── Listed entries

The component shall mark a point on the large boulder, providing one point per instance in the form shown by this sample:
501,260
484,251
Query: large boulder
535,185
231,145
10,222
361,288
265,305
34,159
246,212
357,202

────

*The problem:* Every entry needs to be retyped exactly.

*Problem solution:*
The component shall mark a point on the large boulder, providing one point per instance in the form shown by this sample:
501,260
484,251
Query: large boulder
535,185
231,145
10,222
361,288
265,305
34,159
246,212
357,202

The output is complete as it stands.